[EXTRACT TO READ]
--- BEGIN ---

So I checked Wikipedia for more, and stumbled over terms that are, for me, tough to grasp. Central to the story is that George I's government owed various creditors some £30 million, at a time when his country had a GDP of £64 million, hence, it was in the hole for 47% of the national product. Dreadful, but only half as bad as today's US Government's debt which is around 100%. The trick in 1720 was that this “national debt” was “converted” into shares in the South Sea Co. The bit that fogged my brain was the word “converted.”
Wiki's account of the fiasco stresses malfeasance by prominent Brits of the time, and the suffering and ruin of the many investors affected by the price collapse. But the core of the story is that word “convert.” What exactly was going on here; what was His Majesty's Government up to? And did it set an example or precedent for today's governments?
South Sea Co. was founded in 1711, with the twin objectives of operating a monopoly trade with South America, and (!) reducing the national debt. The former was a bit tricky because aside from Brazil, South American ports were all controlled by Spain, and Spain and Britain were in the middle of a war, which lasted until 1714; so that second objective took precedence from the start. The idea was that those who had loaned money to the government were to be required by law to exchange their notes (T-bills would be today's equivalent) for shares in South Sea. Thus, the government's debt would shrink to zero, while its creditors could look forward to accelerated repayments on their loans, in the form of dividends from the new company with its rich prospects for monopoly trading. Everyone a winner, almost guaranteed.

--- END ---

[PROVIDED MATERIAL]
--- BEGIN ---

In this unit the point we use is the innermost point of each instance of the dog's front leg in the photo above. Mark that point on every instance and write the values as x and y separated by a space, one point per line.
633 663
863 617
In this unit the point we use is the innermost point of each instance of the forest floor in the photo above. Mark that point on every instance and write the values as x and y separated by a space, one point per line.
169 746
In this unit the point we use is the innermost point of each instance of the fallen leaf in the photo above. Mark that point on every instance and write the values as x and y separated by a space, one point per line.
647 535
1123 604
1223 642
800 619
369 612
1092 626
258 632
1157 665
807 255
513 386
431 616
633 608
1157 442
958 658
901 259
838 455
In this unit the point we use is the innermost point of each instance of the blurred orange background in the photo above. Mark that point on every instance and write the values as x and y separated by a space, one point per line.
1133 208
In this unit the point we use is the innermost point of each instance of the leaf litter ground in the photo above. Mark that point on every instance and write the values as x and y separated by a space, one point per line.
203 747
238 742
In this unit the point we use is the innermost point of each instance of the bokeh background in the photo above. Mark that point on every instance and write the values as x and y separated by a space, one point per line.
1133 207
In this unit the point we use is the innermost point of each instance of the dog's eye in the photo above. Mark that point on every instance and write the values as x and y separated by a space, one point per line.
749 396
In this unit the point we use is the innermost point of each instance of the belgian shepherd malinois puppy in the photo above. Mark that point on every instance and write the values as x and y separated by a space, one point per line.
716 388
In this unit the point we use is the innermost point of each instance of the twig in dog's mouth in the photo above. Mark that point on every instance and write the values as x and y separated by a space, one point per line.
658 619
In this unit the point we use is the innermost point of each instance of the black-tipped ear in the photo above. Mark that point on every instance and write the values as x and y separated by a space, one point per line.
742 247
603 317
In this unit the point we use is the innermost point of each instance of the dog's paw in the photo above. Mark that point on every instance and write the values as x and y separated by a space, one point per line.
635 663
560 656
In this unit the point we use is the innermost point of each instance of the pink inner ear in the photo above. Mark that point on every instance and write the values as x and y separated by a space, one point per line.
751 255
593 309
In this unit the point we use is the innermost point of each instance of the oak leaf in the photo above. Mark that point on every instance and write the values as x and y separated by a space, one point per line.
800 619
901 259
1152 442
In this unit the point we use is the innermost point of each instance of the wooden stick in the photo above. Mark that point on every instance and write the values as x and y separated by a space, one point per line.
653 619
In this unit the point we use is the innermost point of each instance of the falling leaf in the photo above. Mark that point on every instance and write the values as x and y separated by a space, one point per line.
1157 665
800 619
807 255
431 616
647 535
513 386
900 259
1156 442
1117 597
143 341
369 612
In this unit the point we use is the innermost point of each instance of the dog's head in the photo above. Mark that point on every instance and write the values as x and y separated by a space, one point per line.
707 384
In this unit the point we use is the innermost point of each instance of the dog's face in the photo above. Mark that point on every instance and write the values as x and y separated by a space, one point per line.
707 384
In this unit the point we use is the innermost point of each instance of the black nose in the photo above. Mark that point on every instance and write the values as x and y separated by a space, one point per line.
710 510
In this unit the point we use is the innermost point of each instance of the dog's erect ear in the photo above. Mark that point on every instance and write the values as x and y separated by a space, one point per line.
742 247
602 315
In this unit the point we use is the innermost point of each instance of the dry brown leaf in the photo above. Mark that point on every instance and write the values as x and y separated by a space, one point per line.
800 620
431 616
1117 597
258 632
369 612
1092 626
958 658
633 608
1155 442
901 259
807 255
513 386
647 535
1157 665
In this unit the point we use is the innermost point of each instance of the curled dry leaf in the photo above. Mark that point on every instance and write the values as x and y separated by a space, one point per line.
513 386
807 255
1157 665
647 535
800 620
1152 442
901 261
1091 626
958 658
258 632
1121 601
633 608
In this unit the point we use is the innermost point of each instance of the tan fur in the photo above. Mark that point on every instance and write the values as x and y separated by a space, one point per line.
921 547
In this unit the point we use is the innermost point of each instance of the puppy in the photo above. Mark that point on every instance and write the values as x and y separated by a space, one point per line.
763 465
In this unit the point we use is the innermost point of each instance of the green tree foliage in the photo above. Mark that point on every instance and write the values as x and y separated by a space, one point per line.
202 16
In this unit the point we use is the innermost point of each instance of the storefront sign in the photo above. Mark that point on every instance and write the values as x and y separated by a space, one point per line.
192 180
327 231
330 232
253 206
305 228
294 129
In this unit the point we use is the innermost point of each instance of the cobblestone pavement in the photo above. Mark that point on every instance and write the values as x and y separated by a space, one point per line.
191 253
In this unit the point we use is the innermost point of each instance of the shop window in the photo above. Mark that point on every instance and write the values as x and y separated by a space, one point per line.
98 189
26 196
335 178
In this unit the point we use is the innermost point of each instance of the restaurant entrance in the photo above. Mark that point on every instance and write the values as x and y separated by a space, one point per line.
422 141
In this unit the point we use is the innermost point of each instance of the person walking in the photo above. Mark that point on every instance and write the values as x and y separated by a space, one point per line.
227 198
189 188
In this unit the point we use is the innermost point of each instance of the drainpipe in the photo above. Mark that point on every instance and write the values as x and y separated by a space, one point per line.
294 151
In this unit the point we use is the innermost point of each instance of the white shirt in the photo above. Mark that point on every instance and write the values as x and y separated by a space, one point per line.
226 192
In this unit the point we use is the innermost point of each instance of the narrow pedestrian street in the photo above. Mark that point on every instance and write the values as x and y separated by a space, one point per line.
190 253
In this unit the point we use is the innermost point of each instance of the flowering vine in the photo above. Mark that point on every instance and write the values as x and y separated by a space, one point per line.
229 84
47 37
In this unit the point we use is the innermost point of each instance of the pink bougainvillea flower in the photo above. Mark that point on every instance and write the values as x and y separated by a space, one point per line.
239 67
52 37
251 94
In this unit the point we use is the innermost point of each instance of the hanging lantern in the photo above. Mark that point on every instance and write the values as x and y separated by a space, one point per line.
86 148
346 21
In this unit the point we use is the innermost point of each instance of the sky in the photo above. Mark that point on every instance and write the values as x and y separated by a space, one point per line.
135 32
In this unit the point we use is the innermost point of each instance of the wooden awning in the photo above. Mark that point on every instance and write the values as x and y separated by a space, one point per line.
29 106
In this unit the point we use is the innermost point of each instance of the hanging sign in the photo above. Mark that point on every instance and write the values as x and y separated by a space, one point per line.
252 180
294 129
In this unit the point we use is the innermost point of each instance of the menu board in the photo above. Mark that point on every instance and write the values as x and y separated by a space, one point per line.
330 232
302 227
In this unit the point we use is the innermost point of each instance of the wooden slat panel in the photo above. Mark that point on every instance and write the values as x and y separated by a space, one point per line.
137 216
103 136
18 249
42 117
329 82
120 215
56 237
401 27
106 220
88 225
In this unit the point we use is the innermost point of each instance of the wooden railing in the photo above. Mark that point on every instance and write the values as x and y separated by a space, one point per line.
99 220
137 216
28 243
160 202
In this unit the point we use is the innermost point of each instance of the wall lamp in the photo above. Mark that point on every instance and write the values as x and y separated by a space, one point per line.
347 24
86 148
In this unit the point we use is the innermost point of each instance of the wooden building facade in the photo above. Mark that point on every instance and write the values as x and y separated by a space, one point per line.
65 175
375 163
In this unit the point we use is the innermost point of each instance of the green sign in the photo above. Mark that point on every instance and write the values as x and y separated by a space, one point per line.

--- END ---

[WRITTEN PROBLEM] Can you transcribe the South Sea Company passage, beginning at the words "Wiki's account of" and stopping after "for today's governments?"? The listing isn't needed for anything here.

[RESULT]
Wiki's account of the fiasco stresses malfeasance by prominent Brits of the time, and the suffering and ruin of the many investors affected by the price collapse. But the core of the story is that word “convert.” What exactly was going on here; what was His Majesty's Government up to? And did it set an example or precedent for today's governments?